A Study of Tremor Classification in Parkinson's Disease using Unsupervised Learning Methods and Wearable Sensor Signal Processing

Abstract

Introduction: Parkinson's disease (PD) is a progressive neurodegenerative disorder characterized primarily by motor-related symptoms as tremor, slowness of movement, rigidity and difficulty with balance [1].

Although symptoms may vary from person to person, resting tremor is usually the most common symptom [2]. At the onset of the disease, it may be mild and unrecognized, and may only be a barely perceptible tremor in a hand, or sometimes in a foot or jaw. It often starts on one side of the body and then affects both sides, but usually one side remains the more affected than the other.

A diagnosis of PD is made based on neurological and physical examinations. The Movement Disorder Society Unified Parkinson's Disease Rating Scale (MDS-UPDRS) [3] is the most common clinical scale used to track the longitudinal progression of PD. The assessment is based on disease severity, as determined through interview and clinical observation. Therefore, the evaluation may be subjective and affected by variability, reflecting the need for more objective measures for tremor classification.

Machine learning algorithms have recently been used to process data collected by wearable sensors [4].

Aims: Explore the use of an unsupervised learning model (k-means) to solve two classification problems: CP1: distinguish patients from controls (i.e. tremor vs. non-tremor); CP2: classify different tremor severities, where k=n. We also consider a third problem, CP3, which aims to distinguish between severe and mild tremor (i.e. k = 2), with the aim of simplifying CP2.

Methods: We used a publicly available dataset accessible via the website https://doi.org/10.21227/g2g8-1503 [5]. This dataset includes activity, gait, and tremor measures from 17 individuals diagnosed with PD and 17 healthy control (HC) subjects who were matched for age. These measures were collected using five adhesive sensors (one on each limb and one on the trunk) which captured triaxial accelerometer data during a clinic visit. Annotation files were also collected during this visit, when subjects underwent an evaluation using the MDS-UPDRS. We only considered data from sensors placed on the upper limbs of people with PD, and we excluded four subjects due to missing clinical data. Thus, our population included 13 PD patients (mean age ± SD: 66.1 ± 11.8 years; 38.5% female) and 11 HCs (66.0 ± 8.4 years; 90.1% female).

Before to apply k-means we performed a data segmentation process with the aim of extracting time intervals in which subjects were seated in a resting state. We used the start and end timestamps of the resting periods performed during the clinical assessment according to file tasks annotations. Then, the extracted segments were concatenated into a single string, i.e. a recording instance. We analyzed the tremor-predominant arm recordings for each PD patient, except for one patient for whom we analyzed both arms, for a total of 25 recording instances.

★ ★ ★ ★

Transcribe the Parkinson's tremor abstract word for word, from "A Study of Tremor" to "with balance [1].".

[Given entries]:

★ ★ ★ ★

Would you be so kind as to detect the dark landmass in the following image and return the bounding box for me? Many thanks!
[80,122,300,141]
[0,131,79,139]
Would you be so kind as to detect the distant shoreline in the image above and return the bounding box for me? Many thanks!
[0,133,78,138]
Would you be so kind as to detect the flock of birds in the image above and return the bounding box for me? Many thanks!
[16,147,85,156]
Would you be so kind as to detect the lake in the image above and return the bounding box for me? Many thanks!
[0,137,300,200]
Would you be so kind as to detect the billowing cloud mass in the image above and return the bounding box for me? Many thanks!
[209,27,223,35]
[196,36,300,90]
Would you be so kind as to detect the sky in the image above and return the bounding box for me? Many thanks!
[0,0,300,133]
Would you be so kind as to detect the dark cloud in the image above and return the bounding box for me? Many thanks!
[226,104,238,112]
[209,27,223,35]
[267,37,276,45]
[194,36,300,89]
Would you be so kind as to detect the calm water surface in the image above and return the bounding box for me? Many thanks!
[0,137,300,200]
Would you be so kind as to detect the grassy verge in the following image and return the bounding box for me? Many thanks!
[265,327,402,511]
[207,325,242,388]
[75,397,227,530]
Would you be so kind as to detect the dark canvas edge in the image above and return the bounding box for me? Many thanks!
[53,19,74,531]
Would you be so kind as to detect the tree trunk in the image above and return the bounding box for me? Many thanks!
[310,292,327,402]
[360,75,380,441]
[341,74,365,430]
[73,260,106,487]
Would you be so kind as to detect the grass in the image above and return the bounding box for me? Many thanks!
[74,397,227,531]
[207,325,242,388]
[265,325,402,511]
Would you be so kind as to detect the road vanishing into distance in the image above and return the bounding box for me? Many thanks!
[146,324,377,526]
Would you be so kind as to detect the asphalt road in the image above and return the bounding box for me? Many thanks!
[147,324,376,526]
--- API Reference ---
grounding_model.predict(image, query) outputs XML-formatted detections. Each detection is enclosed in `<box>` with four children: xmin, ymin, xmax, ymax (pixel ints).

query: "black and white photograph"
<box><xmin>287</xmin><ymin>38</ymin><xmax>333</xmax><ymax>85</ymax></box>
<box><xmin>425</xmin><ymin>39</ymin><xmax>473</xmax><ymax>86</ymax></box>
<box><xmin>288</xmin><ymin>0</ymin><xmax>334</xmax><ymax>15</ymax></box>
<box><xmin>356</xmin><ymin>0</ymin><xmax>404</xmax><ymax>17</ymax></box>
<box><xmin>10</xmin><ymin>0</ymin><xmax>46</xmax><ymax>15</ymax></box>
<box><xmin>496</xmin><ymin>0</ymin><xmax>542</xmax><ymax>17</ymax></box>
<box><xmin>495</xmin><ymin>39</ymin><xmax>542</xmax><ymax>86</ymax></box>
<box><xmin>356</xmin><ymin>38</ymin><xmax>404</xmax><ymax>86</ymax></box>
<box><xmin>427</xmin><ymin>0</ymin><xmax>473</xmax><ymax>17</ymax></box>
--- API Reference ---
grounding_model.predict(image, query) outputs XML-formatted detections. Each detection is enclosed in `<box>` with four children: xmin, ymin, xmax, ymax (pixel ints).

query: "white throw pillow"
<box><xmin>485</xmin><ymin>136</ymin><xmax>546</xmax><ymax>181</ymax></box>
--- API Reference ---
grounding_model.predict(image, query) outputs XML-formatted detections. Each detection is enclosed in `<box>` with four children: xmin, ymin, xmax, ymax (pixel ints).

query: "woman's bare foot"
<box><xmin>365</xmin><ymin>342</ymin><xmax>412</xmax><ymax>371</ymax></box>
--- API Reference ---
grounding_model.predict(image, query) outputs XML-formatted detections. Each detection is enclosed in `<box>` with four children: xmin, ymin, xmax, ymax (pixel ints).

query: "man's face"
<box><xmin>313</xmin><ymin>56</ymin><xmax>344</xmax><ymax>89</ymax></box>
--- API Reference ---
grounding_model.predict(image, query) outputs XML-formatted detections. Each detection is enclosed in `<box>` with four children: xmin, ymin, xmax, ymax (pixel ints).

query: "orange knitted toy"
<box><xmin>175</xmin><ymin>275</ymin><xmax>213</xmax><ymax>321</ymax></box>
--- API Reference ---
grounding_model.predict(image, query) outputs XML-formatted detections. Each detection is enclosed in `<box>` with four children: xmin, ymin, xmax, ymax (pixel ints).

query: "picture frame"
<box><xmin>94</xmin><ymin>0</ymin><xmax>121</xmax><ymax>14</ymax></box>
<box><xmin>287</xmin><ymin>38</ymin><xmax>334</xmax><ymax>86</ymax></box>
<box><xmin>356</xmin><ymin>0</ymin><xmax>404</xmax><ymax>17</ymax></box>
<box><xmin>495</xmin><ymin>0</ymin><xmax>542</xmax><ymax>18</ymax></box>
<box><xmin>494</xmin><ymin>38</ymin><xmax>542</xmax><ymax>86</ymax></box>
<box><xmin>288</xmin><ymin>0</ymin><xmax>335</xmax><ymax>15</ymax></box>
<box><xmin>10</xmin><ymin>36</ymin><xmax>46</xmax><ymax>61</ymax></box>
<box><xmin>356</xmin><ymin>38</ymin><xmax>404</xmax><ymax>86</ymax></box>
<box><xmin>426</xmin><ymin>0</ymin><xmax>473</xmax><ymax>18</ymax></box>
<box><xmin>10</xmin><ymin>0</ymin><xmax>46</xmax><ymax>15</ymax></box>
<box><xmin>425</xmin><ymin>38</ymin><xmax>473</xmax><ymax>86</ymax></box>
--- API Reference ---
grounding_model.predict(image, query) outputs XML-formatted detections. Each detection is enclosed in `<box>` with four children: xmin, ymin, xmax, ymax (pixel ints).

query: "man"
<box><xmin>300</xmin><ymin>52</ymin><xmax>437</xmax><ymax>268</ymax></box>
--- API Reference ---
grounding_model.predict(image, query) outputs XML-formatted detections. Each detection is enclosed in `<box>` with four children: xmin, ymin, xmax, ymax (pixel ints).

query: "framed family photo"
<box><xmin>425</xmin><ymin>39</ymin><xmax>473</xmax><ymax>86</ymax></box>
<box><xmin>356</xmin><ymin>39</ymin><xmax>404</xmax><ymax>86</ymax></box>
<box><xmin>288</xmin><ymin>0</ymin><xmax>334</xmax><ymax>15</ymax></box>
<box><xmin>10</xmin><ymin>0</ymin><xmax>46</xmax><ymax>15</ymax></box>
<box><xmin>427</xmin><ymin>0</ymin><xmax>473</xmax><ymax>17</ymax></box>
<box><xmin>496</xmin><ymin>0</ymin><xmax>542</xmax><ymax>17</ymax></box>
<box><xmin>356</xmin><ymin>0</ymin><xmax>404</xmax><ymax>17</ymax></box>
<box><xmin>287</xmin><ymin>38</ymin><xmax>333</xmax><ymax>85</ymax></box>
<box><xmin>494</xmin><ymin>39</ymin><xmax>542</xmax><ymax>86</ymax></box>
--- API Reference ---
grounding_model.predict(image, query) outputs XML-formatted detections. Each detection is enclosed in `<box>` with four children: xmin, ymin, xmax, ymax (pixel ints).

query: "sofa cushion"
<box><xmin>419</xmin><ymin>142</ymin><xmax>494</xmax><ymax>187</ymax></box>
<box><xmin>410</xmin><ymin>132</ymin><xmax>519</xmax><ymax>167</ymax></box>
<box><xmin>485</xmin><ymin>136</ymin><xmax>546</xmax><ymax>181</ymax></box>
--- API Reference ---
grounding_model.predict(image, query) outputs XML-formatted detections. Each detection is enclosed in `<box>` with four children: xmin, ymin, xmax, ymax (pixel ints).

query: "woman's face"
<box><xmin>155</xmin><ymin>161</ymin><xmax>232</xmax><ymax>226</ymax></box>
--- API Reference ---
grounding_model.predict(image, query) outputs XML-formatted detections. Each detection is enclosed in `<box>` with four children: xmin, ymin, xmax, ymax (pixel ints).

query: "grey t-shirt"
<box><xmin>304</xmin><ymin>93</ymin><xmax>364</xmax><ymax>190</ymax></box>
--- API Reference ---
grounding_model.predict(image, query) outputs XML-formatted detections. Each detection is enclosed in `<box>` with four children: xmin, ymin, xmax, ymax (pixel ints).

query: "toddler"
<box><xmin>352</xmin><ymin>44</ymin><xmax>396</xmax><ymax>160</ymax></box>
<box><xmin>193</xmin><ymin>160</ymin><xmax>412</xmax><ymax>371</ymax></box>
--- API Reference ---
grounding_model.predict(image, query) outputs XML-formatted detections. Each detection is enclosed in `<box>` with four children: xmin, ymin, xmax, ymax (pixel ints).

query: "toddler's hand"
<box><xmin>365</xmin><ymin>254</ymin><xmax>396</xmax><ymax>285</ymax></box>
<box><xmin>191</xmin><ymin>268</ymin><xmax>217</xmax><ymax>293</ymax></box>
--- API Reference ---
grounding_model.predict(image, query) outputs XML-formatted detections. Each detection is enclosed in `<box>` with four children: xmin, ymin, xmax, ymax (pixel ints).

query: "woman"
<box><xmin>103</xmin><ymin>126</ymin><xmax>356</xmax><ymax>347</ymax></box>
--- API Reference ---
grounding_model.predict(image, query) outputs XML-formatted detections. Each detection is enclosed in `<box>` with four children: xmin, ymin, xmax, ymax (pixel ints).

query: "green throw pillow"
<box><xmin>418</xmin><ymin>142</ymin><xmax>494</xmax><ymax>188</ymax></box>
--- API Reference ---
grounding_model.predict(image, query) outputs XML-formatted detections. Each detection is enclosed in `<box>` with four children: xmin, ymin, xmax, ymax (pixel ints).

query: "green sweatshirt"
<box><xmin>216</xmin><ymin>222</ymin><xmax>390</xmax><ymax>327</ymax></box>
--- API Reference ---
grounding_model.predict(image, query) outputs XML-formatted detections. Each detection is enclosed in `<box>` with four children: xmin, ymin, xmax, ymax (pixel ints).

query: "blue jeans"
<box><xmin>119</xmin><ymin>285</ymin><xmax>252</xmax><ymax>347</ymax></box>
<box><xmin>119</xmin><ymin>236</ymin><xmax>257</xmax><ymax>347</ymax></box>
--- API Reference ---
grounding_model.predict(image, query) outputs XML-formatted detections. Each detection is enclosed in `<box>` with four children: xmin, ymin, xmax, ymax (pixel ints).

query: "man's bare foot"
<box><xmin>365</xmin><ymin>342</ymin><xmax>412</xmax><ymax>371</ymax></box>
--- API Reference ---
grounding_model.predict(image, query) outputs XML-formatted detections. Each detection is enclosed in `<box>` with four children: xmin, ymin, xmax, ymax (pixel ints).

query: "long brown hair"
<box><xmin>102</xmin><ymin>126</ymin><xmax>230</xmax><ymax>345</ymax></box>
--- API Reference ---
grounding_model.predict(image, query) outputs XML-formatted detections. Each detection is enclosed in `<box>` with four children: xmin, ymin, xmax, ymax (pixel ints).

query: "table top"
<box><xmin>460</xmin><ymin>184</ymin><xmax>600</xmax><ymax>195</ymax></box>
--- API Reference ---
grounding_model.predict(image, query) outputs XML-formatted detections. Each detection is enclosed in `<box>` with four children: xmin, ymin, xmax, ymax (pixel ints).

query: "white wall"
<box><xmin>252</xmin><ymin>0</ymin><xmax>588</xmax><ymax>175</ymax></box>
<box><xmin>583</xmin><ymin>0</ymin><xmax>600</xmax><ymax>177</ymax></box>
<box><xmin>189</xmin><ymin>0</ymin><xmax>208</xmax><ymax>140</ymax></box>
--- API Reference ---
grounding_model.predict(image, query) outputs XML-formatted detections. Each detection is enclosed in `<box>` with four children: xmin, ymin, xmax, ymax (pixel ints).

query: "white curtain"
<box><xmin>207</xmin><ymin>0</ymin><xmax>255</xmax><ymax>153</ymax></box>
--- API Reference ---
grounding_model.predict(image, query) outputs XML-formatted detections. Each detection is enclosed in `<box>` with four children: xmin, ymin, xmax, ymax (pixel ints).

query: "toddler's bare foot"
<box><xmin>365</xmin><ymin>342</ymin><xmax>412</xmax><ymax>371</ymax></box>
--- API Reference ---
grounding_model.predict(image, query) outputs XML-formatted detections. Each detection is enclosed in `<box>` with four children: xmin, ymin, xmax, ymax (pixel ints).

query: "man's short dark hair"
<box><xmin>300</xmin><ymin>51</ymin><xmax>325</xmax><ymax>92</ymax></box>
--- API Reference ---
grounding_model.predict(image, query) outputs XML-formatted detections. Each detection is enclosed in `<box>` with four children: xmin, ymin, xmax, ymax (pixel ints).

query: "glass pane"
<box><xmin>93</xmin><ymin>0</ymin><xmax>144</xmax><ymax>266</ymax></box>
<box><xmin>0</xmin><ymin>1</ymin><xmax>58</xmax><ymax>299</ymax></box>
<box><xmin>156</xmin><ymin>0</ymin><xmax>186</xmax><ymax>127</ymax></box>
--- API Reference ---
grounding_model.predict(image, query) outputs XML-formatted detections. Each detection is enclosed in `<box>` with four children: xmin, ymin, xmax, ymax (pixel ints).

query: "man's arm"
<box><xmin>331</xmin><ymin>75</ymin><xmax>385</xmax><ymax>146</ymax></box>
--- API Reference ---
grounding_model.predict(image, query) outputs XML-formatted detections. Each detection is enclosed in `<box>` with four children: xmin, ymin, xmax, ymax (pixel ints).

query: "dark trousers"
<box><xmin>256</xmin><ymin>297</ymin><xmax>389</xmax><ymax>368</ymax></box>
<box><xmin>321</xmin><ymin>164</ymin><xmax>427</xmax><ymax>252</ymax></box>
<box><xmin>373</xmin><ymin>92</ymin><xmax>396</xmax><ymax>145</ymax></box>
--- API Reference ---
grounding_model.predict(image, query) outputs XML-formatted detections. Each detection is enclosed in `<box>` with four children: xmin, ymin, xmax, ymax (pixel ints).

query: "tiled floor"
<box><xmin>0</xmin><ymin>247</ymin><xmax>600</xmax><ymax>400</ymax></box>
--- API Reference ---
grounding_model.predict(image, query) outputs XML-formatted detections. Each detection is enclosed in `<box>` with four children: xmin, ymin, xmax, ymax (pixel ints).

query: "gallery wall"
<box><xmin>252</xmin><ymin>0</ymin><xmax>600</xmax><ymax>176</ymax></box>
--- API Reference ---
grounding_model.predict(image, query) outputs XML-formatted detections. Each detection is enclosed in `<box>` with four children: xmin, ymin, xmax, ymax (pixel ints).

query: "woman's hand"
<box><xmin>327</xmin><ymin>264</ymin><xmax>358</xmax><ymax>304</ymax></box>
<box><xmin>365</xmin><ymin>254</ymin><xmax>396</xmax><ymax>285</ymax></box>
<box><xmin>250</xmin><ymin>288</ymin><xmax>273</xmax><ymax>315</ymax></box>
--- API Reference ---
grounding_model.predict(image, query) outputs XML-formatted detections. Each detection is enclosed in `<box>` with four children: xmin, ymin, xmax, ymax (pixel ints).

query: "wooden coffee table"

★ ★ ★ ★

[Task solution]:
A Study of Tremor Classification in Parkinson's Disease using Unsupervised Learning Methods and Wearable Sensor Signal Processing

Abstract

Introduction: Parkinson's disease (PD) is a progressive neurodegenerative disorder characterized primarily by motor-related symptoms as tremor, slowness of movement, rigidity and difficulty with balance [1].